Segment Open

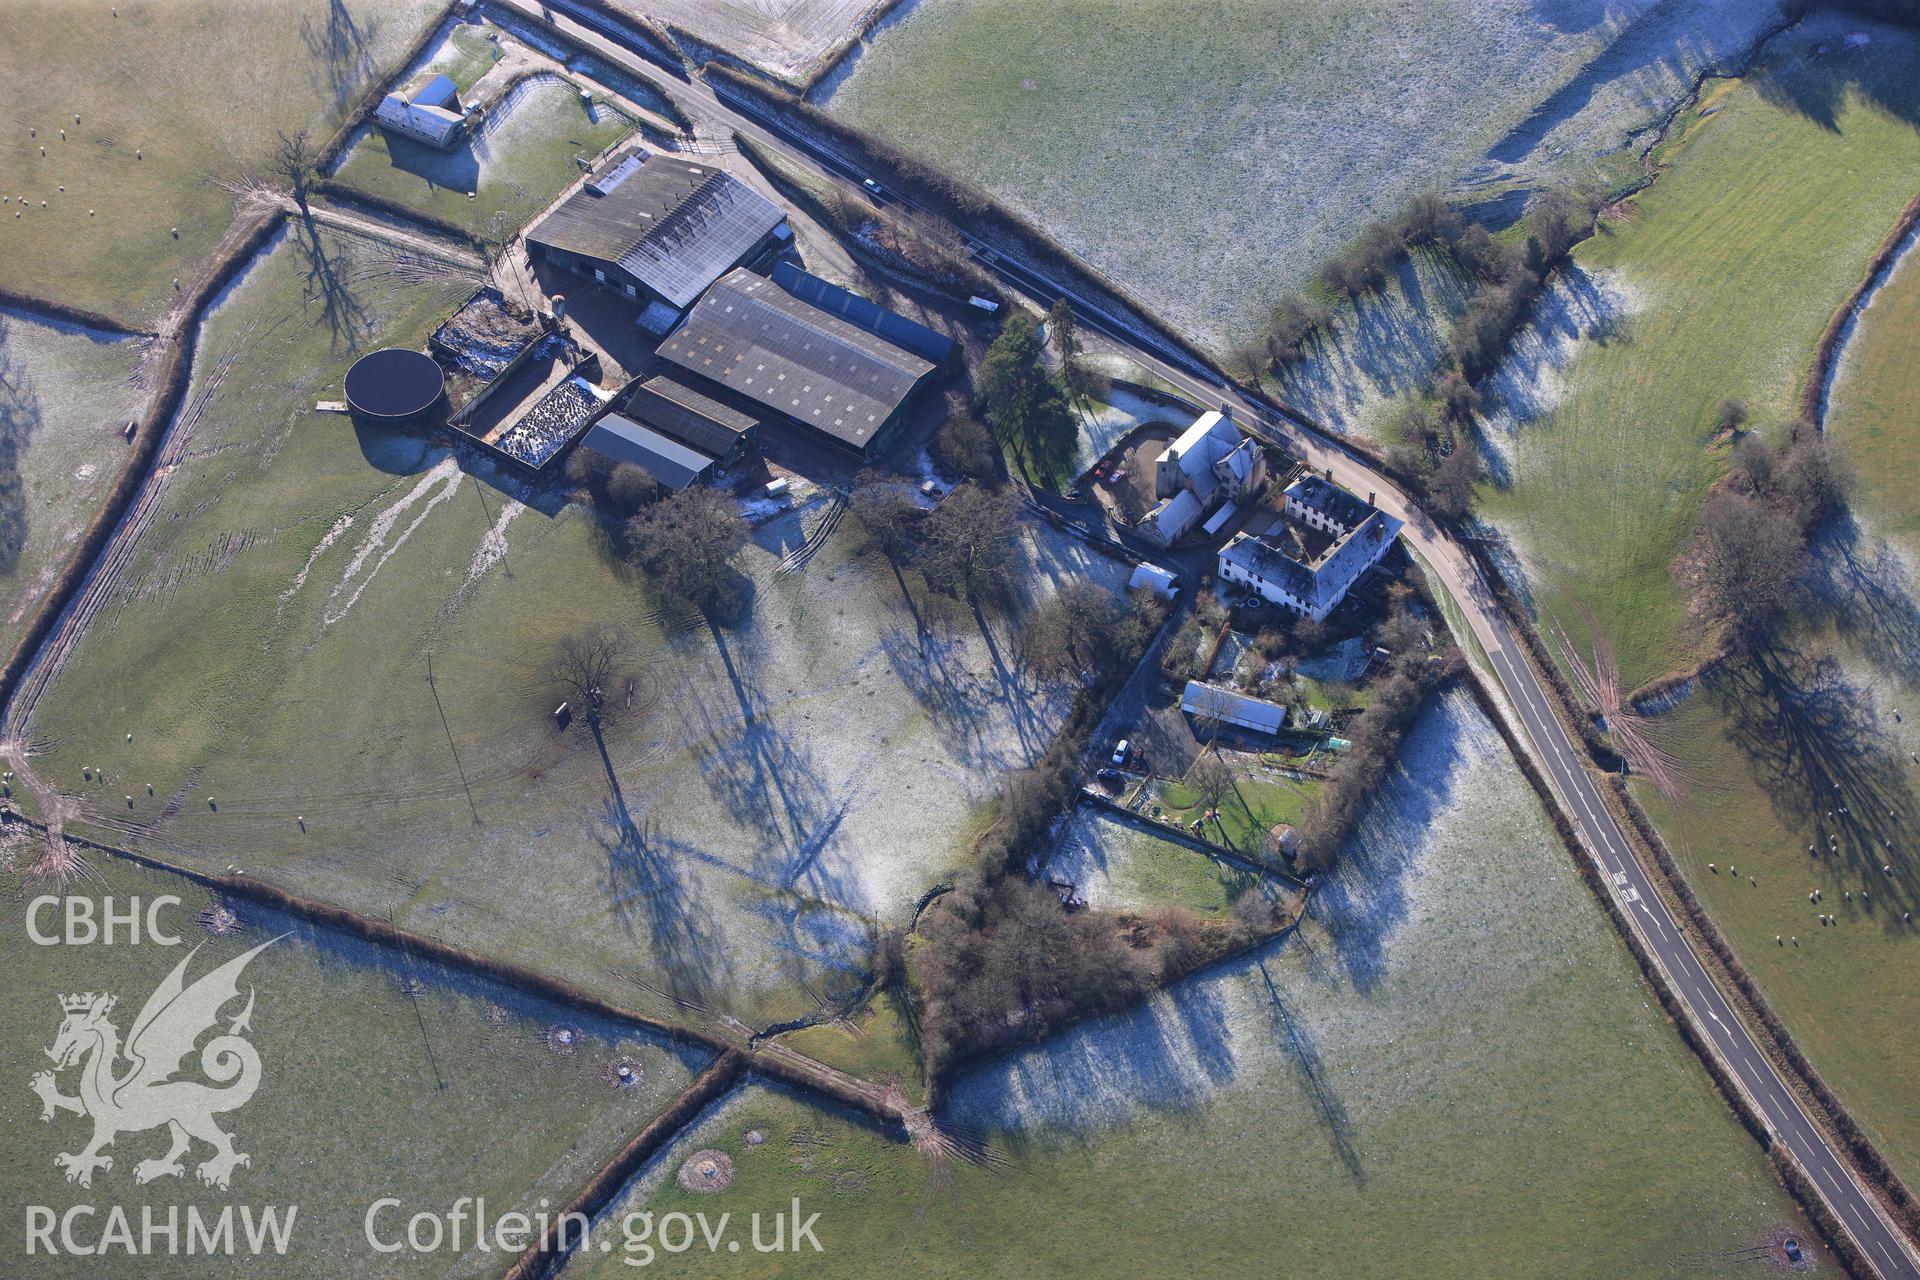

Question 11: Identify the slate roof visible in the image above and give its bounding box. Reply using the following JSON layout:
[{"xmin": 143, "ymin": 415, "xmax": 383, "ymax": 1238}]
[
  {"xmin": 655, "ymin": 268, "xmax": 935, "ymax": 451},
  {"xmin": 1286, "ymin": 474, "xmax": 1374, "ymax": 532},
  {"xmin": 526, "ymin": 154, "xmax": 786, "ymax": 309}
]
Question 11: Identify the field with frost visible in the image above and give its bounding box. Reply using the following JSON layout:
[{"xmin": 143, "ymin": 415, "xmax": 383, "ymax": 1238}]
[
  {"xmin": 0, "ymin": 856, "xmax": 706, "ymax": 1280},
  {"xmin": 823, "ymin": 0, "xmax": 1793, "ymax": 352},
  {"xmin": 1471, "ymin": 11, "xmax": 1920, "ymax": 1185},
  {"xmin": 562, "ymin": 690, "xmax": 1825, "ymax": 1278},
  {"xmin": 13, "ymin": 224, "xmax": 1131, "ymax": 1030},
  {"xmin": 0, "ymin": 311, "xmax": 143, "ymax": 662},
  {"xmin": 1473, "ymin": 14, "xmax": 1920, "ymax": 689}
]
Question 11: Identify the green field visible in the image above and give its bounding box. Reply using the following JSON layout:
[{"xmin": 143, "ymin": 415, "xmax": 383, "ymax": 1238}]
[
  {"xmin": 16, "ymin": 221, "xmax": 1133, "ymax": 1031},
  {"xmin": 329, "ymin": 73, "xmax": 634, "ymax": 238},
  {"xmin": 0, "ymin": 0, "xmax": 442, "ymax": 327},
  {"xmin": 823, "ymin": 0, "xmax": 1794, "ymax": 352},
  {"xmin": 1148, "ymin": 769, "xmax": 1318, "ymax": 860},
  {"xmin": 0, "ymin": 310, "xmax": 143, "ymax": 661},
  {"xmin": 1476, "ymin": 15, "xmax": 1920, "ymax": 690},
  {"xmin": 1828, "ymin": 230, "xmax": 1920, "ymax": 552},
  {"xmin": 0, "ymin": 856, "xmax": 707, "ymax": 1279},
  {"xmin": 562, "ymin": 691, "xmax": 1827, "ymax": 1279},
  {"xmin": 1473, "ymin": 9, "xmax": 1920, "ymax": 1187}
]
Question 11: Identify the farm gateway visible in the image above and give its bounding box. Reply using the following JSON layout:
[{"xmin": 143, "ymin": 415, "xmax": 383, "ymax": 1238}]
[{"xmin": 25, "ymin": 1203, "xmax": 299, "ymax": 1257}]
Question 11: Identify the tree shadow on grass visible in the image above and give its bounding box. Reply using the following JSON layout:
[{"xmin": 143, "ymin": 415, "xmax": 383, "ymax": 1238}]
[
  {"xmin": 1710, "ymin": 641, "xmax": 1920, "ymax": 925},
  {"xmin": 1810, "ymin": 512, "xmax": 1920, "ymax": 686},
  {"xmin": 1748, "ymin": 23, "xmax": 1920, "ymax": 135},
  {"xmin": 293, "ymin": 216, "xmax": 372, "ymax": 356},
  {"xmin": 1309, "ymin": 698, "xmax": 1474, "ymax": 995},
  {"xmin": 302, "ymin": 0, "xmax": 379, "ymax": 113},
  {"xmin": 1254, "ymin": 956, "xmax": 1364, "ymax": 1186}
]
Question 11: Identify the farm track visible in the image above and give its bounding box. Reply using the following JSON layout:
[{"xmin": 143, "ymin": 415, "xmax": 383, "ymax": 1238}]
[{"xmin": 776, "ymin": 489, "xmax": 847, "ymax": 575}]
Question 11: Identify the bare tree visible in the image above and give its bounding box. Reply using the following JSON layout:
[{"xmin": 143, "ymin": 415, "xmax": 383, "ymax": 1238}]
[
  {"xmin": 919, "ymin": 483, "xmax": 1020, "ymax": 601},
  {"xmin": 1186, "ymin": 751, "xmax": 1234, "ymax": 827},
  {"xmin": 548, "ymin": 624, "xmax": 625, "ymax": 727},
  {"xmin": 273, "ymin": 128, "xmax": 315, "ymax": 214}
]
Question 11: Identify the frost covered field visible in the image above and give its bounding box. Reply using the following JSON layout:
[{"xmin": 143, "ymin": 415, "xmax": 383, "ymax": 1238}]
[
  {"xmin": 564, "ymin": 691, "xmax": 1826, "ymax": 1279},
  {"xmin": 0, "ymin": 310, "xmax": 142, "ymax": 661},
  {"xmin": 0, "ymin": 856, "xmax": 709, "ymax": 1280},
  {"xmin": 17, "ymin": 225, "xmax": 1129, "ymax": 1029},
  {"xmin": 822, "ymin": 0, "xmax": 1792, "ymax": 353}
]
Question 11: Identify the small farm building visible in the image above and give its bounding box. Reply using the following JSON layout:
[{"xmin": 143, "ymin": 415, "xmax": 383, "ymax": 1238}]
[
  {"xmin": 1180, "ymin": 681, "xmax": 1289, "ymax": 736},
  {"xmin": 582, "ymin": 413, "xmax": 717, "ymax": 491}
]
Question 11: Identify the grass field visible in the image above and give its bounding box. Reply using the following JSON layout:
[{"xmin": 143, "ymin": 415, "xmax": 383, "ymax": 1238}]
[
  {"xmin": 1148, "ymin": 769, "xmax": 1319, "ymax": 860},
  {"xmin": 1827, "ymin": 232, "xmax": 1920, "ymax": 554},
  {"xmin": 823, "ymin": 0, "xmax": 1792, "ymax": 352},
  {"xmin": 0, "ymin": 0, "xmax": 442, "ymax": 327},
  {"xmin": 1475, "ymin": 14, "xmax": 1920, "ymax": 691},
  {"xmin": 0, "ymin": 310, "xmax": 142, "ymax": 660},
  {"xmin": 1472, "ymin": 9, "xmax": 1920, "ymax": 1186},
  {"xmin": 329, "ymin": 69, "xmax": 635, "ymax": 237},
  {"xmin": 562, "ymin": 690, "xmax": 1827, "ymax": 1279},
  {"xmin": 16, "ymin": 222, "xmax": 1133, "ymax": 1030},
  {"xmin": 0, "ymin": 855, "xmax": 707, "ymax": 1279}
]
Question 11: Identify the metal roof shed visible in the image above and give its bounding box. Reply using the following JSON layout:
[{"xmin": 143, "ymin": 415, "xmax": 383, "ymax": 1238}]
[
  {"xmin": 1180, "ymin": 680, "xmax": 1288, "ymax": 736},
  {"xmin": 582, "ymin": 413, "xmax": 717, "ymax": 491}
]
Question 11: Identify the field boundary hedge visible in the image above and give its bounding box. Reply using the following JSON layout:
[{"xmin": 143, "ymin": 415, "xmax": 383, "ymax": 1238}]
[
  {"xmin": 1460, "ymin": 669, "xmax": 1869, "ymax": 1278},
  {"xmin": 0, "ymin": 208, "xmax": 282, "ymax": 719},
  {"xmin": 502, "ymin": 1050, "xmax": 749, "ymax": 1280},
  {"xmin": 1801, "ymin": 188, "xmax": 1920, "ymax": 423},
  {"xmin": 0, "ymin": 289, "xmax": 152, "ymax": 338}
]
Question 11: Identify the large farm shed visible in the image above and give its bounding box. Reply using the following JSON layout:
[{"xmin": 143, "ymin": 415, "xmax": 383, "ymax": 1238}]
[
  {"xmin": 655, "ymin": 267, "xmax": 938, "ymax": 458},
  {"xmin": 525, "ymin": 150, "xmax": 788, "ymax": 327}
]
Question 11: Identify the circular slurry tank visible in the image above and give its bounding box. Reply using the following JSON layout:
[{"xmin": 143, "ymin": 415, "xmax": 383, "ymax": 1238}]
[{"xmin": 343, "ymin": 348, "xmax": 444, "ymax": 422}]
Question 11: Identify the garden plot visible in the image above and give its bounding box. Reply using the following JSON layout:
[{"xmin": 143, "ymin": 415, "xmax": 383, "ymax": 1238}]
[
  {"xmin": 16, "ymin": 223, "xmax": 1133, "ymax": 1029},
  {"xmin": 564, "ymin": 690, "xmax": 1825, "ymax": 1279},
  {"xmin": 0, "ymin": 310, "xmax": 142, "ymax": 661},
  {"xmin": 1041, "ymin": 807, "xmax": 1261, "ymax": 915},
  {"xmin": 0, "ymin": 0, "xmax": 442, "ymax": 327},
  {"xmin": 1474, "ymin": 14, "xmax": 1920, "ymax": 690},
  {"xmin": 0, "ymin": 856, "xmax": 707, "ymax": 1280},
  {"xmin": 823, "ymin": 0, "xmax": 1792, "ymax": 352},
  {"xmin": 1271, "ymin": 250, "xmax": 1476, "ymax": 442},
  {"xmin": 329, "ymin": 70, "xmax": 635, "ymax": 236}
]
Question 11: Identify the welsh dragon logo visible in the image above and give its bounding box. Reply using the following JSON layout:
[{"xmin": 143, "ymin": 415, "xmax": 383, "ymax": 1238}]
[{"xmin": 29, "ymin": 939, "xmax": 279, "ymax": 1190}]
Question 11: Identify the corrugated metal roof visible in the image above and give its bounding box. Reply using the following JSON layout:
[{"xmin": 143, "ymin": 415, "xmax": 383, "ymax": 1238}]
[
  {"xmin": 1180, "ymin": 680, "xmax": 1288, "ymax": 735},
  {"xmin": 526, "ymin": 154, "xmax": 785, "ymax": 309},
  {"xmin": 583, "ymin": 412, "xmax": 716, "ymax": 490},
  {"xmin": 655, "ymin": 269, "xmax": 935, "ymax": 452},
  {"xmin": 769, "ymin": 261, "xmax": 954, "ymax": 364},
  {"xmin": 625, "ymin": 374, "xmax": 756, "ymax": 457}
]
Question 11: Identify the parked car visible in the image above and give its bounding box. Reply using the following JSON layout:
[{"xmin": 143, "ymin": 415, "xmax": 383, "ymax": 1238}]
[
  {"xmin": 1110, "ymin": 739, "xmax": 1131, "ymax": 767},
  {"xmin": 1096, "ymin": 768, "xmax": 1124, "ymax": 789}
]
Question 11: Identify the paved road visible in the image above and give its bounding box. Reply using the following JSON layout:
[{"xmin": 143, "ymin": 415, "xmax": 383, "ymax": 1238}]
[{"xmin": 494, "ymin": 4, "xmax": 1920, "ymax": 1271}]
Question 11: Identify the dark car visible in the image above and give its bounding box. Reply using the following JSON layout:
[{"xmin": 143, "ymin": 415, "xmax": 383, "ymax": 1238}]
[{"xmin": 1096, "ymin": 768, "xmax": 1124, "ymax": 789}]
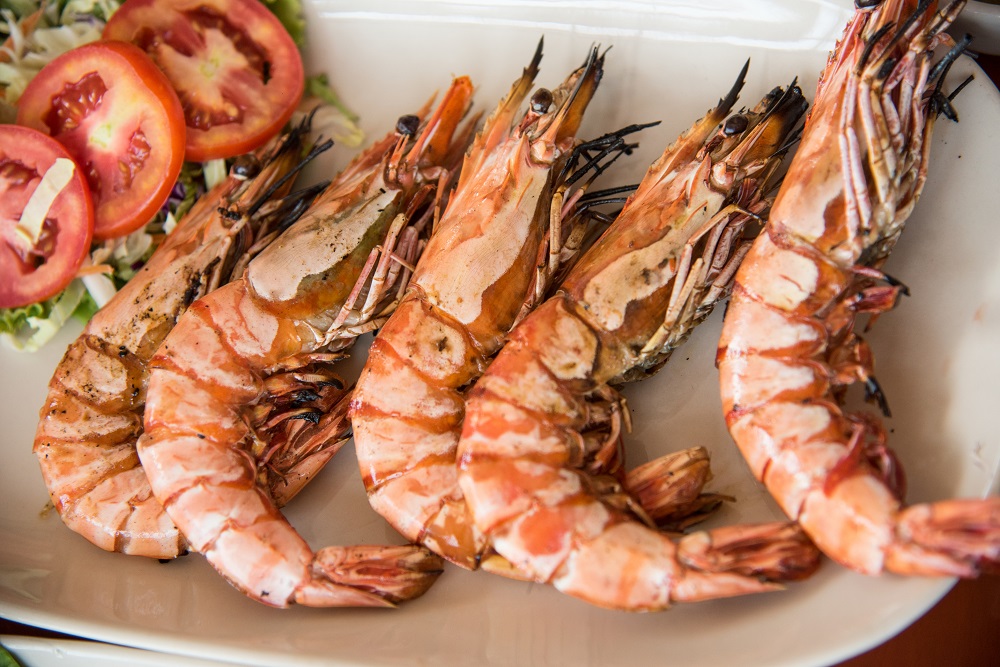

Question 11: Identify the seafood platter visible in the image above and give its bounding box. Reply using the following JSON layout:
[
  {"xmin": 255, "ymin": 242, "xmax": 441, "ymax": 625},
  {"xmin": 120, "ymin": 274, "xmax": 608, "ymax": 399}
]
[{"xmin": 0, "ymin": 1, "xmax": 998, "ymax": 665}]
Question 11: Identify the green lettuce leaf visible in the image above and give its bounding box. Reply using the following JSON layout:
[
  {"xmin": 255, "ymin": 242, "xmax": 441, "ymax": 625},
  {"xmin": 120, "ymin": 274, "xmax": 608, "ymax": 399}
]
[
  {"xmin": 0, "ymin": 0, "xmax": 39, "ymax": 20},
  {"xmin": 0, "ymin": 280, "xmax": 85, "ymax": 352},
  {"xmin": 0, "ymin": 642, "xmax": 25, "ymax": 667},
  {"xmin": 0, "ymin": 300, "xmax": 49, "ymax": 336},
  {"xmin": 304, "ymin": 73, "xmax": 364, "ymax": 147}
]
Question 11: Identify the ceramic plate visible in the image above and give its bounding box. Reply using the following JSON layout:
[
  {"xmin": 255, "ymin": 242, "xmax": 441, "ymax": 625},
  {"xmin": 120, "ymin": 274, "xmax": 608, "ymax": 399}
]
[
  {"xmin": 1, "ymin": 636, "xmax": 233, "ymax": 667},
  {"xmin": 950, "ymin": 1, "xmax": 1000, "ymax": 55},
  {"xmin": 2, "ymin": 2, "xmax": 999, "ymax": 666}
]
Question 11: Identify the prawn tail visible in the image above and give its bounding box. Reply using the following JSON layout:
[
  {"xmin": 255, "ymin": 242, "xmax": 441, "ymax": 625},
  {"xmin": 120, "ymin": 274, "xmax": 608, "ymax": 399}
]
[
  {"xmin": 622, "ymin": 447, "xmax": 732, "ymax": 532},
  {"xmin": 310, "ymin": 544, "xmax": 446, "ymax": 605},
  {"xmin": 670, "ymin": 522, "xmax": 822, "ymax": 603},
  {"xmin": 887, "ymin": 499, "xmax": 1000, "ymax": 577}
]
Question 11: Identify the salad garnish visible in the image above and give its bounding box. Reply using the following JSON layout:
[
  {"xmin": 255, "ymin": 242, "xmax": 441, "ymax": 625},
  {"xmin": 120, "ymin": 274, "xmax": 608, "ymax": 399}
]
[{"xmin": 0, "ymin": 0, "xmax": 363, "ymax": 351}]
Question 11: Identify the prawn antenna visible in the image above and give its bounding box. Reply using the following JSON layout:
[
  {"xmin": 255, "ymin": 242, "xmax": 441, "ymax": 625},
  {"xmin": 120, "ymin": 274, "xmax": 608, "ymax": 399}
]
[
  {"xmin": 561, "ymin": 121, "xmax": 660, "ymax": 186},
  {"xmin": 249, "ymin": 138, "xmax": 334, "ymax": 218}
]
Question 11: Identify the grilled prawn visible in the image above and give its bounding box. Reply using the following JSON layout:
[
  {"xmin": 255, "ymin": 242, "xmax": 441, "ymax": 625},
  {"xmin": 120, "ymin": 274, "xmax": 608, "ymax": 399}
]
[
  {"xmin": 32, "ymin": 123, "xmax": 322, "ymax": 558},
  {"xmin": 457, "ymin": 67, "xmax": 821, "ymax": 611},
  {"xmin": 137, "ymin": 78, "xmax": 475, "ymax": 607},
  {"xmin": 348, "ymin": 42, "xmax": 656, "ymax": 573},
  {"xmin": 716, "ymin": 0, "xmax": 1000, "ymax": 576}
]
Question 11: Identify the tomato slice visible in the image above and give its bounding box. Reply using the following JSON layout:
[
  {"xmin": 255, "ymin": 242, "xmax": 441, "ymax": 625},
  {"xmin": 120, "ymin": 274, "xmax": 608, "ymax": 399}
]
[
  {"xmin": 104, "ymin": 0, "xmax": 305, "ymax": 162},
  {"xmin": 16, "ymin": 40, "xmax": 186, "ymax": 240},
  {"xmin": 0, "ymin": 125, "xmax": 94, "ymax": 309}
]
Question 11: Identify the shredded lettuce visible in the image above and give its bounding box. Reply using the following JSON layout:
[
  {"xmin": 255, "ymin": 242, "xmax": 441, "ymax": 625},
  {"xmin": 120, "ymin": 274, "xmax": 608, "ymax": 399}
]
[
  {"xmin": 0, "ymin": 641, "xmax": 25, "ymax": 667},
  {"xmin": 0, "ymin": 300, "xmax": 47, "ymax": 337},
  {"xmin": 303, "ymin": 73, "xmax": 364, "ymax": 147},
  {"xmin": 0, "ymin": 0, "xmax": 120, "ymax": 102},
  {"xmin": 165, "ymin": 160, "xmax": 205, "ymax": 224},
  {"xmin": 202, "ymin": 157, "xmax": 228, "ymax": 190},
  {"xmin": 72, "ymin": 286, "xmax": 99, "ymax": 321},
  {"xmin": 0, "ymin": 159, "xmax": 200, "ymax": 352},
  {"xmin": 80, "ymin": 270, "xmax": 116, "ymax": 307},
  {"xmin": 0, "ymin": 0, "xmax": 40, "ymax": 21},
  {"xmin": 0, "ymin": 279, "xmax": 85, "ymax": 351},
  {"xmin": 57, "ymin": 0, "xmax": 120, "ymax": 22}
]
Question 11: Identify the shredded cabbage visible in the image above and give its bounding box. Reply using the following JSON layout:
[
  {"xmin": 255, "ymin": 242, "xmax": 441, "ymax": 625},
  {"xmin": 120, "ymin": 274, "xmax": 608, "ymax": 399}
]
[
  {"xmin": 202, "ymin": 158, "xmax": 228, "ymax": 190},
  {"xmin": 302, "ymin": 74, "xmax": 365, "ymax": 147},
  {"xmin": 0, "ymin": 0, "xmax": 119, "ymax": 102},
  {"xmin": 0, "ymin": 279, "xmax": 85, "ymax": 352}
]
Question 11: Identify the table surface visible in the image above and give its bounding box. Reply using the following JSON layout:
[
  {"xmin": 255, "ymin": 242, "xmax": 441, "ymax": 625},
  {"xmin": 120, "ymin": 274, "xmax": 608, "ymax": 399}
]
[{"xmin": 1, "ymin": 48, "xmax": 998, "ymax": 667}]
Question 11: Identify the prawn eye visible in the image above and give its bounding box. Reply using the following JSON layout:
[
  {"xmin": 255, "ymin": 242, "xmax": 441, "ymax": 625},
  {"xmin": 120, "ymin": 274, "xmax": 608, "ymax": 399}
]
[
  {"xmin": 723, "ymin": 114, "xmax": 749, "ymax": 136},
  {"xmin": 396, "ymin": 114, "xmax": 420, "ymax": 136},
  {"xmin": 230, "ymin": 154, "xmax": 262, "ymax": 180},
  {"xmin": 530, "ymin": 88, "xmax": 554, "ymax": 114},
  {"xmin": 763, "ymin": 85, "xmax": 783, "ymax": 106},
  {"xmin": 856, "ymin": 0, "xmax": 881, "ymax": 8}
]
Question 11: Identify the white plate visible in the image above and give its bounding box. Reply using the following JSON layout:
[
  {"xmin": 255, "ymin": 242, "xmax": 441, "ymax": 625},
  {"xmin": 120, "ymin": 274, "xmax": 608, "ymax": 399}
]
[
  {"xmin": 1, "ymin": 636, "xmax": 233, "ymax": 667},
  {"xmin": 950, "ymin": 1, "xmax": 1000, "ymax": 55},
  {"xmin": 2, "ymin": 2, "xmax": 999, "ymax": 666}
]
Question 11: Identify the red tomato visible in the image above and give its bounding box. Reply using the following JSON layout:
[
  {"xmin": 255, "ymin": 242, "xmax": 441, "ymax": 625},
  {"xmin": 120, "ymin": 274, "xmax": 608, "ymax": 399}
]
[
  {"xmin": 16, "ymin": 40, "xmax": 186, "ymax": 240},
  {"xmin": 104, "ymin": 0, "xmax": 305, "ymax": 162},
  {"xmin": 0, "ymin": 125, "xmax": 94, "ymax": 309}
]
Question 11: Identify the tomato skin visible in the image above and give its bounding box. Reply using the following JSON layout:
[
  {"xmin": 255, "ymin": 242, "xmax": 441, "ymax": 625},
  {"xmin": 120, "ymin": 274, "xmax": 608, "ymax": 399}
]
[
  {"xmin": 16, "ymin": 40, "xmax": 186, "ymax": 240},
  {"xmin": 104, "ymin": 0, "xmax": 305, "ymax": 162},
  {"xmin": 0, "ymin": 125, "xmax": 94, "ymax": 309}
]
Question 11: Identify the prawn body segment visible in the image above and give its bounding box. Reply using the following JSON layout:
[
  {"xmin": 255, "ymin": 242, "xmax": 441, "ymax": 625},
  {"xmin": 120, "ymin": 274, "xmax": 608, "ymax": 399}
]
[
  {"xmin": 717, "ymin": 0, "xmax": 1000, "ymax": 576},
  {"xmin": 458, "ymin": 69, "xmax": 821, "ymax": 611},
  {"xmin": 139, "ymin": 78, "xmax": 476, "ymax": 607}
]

Segment Closed

Task instructions: Every line with "tree" in it should be copied from the entries above.

Answer section:
Question 11: Identify the tree shadow on grass visible in the image above and give its bounding box. Reply using the following JSON layout:
Question 11: Identify the bare tree visible in the image above and give its bounding box. Reply using the following JSON layout:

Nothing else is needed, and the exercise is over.